## EXERCISE DETAILS
For the records below, output every line from the one holding "# pick out one point per instance of the chateau" through the final line, unaltered, and no other lines.

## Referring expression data

=-=-=-=-=

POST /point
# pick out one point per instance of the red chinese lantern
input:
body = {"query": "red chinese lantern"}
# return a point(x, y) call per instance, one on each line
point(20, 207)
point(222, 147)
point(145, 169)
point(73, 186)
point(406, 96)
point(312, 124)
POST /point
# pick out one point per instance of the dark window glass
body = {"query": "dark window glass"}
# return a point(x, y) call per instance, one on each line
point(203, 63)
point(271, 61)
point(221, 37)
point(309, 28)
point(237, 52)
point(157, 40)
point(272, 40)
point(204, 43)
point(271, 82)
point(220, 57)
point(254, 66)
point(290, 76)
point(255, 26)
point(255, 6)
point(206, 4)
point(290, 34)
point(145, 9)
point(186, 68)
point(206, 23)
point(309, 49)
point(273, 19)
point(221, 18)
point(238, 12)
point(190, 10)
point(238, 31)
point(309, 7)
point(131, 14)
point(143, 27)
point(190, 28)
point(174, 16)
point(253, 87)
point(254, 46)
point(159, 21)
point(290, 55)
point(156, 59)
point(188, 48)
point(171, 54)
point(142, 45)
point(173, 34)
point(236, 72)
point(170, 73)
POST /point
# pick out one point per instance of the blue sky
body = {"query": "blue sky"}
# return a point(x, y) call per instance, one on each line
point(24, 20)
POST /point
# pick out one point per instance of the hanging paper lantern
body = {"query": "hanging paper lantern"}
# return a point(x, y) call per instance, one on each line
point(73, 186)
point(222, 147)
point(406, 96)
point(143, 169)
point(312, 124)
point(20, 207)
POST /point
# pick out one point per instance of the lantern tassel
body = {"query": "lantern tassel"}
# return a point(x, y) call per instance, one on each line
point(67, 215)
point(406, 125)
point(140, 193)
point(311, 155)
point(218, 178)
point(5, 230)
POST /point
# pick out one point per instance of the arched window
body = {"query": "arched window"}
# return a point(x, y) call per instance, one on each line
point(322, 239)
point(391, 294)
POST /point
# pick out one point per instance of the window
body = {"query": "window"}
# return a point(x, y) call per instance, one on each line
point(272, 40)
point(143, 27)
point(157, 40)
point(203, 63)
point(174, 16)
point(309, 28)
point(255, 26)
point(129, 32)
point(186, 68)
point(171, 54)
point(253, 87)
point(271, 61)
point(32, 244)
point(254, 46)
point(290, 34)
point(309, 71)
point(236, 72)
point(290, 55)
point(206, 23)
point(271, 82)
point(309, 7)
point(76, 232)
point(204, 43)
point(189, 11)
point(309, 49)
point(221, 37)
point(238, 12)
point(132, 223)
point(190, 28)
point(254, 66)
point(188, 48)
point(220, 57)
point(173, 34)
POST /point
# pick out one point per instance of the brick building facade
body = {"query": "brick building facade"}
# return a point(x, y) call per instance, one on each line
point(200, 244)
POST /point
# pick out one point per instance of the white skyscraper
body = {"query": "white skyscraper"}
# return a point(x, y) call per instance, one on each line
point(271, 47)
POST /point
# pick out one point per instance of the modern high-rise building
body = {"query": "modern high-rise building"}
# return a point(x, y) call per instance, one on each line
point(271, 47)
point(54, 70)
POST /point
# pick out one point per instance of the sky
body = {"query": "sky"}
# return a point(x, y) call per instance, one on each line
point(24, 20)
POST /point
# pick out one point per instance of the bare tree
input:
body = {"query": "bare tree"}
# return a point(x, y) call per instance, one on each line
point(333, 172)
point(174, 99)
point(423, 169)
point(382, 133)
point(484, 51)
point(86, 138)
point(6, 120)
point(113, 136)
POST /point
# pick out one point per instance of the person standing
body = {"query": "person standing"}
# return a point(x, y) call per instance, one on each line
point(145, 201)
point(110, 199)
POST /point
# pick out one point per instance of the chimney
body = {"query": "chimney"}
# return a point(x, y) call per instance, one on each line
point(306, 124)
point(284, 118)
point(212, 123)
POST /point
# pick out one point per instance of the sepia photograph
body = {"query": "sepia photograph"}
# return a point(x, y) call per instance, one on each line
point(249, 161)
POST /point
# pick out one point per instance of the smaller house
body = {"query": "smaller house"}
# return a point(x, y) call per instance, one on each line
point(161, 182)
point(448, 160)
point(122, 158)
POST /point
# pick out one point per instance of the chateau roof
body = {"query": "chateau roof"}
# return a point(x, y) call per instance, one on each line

=-=-=-=-=

## TASK OUTPUT
# pick out one point per instance of the chateau roof
body = {"query": "chateau roof"}
# return a point(x, y) call per instance, one on each line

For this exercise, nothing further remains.